DATASET EXCERPTS below:
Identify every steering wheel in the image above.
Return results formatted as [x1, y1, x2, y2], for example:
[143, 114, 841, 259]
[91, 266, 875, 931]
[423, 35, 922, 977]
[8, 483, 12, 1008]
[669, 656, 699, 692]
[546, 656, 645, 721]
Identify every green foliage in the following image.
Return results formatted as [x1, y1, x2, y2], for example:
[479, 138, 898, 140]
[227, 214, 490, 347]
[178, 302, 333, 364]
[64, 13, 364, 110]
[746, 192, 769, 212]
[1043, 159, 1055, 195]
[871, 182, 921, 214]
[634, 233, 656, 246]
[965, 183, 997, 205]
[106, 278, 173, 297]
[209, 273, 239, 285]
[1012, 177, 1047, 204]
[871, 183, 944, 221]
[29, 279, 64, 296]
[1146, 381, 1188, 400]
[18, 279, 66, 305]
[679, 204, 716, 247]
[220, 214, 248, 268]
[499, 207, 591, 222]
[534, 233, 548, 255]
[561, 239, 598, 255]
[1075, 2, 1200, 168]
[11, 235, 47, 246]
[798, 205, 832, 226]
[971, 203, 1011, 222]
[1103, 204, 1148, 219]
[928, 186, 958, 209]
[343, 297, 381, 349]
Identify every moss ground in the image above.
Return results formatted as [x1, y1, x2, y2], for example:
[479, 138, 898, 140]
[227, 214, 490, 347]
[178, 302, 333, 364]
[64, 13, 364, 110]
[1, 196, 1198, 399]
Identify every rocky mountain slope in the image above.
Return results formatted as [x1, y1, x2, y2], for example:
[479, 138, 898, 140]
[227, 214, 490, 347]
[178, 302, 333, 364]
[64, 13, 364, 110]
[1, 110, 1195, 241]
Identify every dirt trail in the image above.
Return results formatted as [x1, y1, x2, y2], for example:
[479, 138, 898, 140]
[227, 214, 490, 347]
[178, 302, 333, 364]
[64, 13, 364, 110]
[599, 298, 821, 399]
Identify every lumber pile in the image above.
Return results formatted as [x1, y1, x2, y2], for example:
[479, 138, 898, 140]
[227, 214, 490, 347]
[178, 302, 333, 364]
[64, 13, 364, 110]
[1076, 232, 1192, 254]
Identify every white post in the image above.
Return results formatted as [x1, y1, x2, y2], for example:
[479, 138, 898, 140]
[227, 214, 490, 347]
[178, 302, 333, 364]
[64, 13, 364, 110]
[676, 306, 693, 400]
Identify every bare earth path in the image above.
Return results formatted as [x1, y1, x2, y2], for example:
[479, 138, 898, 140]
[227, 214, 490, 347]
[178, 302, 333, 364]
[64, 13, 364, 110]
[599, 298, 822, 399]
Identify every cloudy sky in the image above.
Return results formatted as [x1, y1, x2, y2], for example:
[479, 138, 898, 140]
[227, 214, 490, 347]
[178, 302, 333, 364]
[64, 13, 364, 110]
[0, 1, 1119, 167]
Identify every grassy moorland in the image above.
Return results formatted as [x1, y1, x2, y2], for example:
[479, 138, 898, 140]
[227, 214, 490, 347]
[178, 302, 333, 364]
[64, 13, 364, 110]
End of DATASET EXCERPTS.
Write out the records in full, word for word.

Identify every steering wheel in the image above.
Return results formatted as [x1, y1, x2, y2], for example:
[143, 114, 841, 259]
[91, 266, 875, 931]
[423, 35, 922, 977]
[8, 483, 12, 1008]
[669, 656, 699, 692]
[546, 656, 645, 721]
Identify every green foliage in the following image.
Return results formatted as [x1, y1, x2, y2], for example:
[479, 138, 898, 140]
[227, 214, 490, 347]
[178, 302, 333, 364]
[64, 13, 364, 110]
[746, 192, 769, 212]
[1043, 159, 1055, 195]
[871, 182, 921, 214]
[634, 233, 656, 246]
[965, 183, 997, 205]
[106, 278, 173, 297]
[209, 273, 239, 285]
[1012, 177, 1047, 204]
[871, 183, 944, 221]
[29, 279, 64, 296]
[1146, 381, 1188, 400]
[18, 279, 66, 305]
[679, 204, 716, 247]
[220, 214, 248, 268]
[499, 207, 591, 222]
[534, 233, 548, 255]
[561, 239, 598, 255]
[1075, 2, 1200, 168]
[11, 235, 47, 246]
[798, 205, 832, 226]
[971, 203, 1011, 222]
[1103, 204, 1148, 219]
[928, 186, 958, 209]
[343, 297, 381, 349]
Identify every moss ground in the image above.
Return results formatted as [x1, y1, x2, y2], for example:
[479, 138, 898, 140]
[227, 214, 490, 347]
[178, 302, 333, 364]
[64, 13, 364, 110]
[1, 196, 1198, 399]
Identify every rocky mountain slope in the image above.
Return results formatted as [x1, y1, x2, y2], for example:
[479, 138, 898, 140]
[227, 214, 490, 347]
[178, 302, 333, 364]
[64, 13, 364, 110]
[1, 110, 1195, 241]
Identify every dirt trail in the image above.
Return results formatted as [x1, y1, x2, y2], for example:
[479, 138, 898, 140]
[227, 214, 490, 347]
[178, 302, 333, 364]
[64, 13, 364, 110]
[599, 298, 821, 399]
Identify every lumber pile in the image above.
Return results formatted as [x1, y1, x2, y2], for example:
[479, 138, 898, 140]
[227, 214, 490, 347]
[178, 302, 333, 364]
[64, 13, 364, 110]
[1076, 232, 1192, 254]
Identify every white post in the image above.
Return results formatted as [x1, y1, x2, y2], for example:
[479, 138, 898, 140]
[227, 214, 490, 347]
[178, 302, 333, 364]
[64, 13, 364, 110]
[676, 306, 693, 400]
Identify every bare earth path in the image above.
Return results formatted as [x1, y1, x2, y2], for example:
[479, 138, 898, 140]
[227, 214, 490, 347]
[178, 302, 333, 364]
[64, 13, 364, 110]
[599, 298, 822, 399]
Identify every cloudy sky in the image above.
Return results formatted as [x1, y1, x2, y2], for example:
[479, 138, 898, 140]
[227, 214, 490, 347]
[178, 302, 333, 364]
[64, 13, 364, 110]
[0, 1, 1119, 167]
Identify every grassy moorland in the image above.
Return results formatted as [x1, y1, x2, y2], for example:
[479, 138, 898, 140]
[227, 214, 490, 347]
[178, 302, 333, 364]
[64, 13, 364, 110]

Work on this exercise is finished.